→ **GIVEN INSTRUCTION**
Rescale the material below by reproducing every line, requests included, with each point coordinate in the answers multiplied by 2.6. Round the results to whole numbers, halves up, and leave the numbers in the requests and sample points unchanged.

→ **EXTRACTED ENTRIES**

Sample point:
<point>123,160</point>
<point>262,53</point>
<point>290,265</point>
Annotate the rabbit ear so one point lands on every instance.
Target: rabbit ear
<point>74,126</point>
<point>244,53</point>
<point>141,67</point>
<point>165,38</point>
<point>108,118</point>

→ **FINAL RESULT**
Sample point:
<point>123,160</point>
<point>262,53</point>
<point>290,265</point>
Annotate the rabbit ear so one point lands on every instance.
Target: rabbit ear
<point>192,328</point>
<point>634,138</point>
<point>367,174</point>
<point>429,99</point>
<point>281,307</point>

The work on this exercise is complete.